:: Work to be completed ::
Word for word, repeat each record that follows.

:: Source records ::
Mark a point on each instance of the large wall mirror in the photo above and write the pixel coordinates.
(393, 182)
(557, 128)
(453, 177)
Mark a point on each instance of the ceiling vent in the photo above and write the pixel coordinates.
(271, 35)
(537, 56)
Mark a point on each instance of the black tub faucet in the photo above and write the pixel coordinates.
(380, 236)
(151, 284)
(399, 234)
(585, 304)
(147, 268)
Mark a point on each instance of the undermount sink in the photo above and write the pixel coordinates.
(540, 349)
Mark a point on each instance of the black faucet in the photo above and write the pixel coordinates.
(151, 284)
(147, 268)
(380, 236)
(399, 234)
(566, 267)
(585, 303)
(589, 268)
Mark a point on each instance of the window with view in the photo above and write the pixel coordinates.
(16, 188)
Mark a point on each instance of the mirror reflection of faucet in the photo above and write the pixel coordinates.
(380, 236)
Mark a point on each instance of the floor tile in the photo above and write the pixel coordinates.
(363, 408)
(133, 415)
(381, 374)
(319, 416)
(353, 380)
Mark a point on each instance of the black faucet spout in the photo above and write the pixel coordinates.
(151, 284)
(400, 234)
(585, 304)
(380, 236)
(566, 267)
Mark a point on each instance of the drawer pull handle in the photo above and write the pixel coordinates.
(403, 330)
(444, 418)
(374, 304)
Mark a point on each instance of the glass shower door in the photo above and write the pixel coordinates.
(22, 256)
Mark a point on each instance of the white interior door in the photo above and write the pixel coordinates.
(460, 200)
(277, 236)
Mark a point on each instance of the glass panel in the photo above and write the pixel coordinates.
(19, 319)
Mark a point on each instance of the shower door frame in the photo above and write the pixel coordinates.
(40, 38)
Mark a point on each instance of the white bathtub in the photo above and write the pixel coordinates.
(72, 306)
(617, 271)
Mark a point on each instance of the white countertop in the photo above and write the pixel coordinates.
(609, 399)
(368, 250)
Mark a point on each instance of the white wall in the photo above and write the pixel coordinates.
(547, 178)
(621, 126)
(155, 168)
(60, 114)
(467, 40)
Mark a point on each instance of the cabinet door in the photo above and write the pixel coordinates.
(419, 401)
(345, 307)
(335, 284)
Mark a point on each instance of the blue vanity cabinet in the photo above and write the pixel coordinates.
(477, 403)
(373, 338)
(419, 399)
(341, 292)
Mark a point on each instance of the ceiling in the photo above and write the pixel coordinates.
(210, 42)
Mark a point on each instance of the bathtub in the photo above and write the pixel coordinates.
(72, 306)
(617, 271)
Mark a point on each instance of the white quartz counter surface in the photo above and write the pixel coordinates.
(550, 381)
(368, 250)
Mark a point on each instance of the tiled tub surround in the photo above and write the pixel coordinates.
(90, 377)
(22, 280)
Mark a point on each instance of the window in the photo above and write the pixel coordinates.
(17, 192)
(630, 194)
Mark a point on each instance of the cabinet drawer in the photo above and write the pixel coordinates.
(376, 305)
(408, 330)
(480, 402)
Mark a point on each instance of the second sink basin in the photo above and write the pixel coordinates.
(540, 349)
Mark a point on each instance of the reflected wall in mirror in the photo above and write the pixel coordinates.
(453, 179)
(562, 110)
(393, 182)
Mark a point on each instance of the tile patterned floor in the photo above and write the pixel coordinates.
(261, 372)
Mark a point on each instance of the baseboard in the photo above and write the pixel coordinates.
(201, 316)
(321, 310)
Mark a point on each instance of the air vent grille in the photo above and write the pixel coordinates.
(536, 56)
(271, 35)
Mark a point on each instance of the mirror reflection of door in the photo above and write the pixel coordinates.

:: Answer ::
Mark a point on each instance of the large wall mirror in the photo above and write the pixel coordinates.
(393, 182)
(557, 128)
(453, 177)
Mark a point on each instance of the ceiling vent in the photo above and write the pixel coordinates.
(271, 35)
(537, 56)
Mark a point on each instance of the black tub faucet in the photo above and write the pixel coordinates.
(380, 236)
(151, 284)
(399, 234)
(585, 304)
(147, 268)
Mark a point on each instance of the undermount sink in the photo above and write the pixel coordinates.
(540, 349)
Mark a point on each instance of the black faucet in the photo above and write the pixel coordinates.
(151, 284)
(147, 268)
(380, 236)
(399, 234)
(566, 267)
(585, 303)
(589, 268)
Mark a point on each instance of the window with view in the photo above and write the pixel coordinates.
(16, 188)
Mark a point on each instance of the mirror reflection of faucet in the photo above and write the pixel coordinates.
(380, 236)
Mark a point on each instance of the floor tile in the photo above and write the pixel coordinates.
(363, 408)
(133, 415)
(381, 374)
(319, 416)
(353, 380)
Mark a point on each instance of the black faucet spout in the photo above and write the pixel coordinates.
(151, 284)
(400, 234)
(585, 304)
(380, 236)
(566, 267)
Mark a point on each instance of the drawer pull handle in the photo above and write the pixel coordinates.
(403, 330)
(444, 418)
(374, 304)
Mark a point on each instance of the glass shower door in the photo above and write the pixel coordinates.
(22, 256)
Mark a point on each instance of the white interior door in the photo above and write the pixel coordinates.
(460, 200)
(277, 236)
Mark a point on each instance of the glass panel in the photo above and write the pixel coordinates.
(19, 319)
Mark a point on each instance of the shower door frame in the photo above and write the pixel coordinates.
(40, 38)
Mark a point on each instance of the white bathtub in the photo above and write the pixel coordinates.
(72, 306)
(617, 271)
Mark a point on each instance of the white countertop in the photo above and write the pixel coordinates.
(609, 399)
(368, 250)
Mark a point on each instance of the white wall in the photo above and write the pixel coordinates.
(547, 178)
(621, 126)
(155, 168)
(60, 114)
(467, 40)
Mark a point on each instance of the cabinet door in the photo above and write the pixel coordinates.
(419, 401)
(345, 307)
(335, 284)
Mark a point on each instance of the blue vanity cabinet in the photo above and write the pixel coordinates.
(477, 403)
(373, 338)
(419, 399)
(341, 292)
Mark a point on each instance of the ceiling in the photo above and write the pixel coordinates.
(210, 42)
Mark a point on each instance of the bathtub in the photo above and write the pixel coordinates.
(72, 306)
(617, 271)
Mark a point on each instance of the white quartz counter surface in the photo above and write the pixel coordinates.
(550, 381)
(368, 250)
Mark a point on each instance of the tiled tub surround in the photo above and write the pixel coordinates.
(90, 377)
(22, 280)
Mark a point on each instance of the window in the photo above and write the pixel coordinates.
(17, 192)
(630, 194)
Mark a point on each instance of the cabinet drawer in the photo above and write the pixel coordinates.
(376, 305)
(408, 330)
(480, 402)
Mark a point on each instance of the second sink basin in the photo above and write the pixel coordinates.
(540, 349)
Mark a point on each instance of the reflected wall in mirror in the photo above and write the pixel coordinates.
(453, 179)
(562, 110)
(393, 182)
Mark a point on each instance of the tile patterned floor in the photo above and write the pixel coordinates.
(261, 372)
Mark a point on each instance of the baseboard in the photo above and write the pixel coordinates.
(201, 316)
(321, 310)
Mark a point on each instance of the air vent grille in the photo above and write the pixel coordinates.
(536, 56)
(271, 35)
Mark a point on each instance of the mirror reflection of door in the photo above and write the pixel coordinates.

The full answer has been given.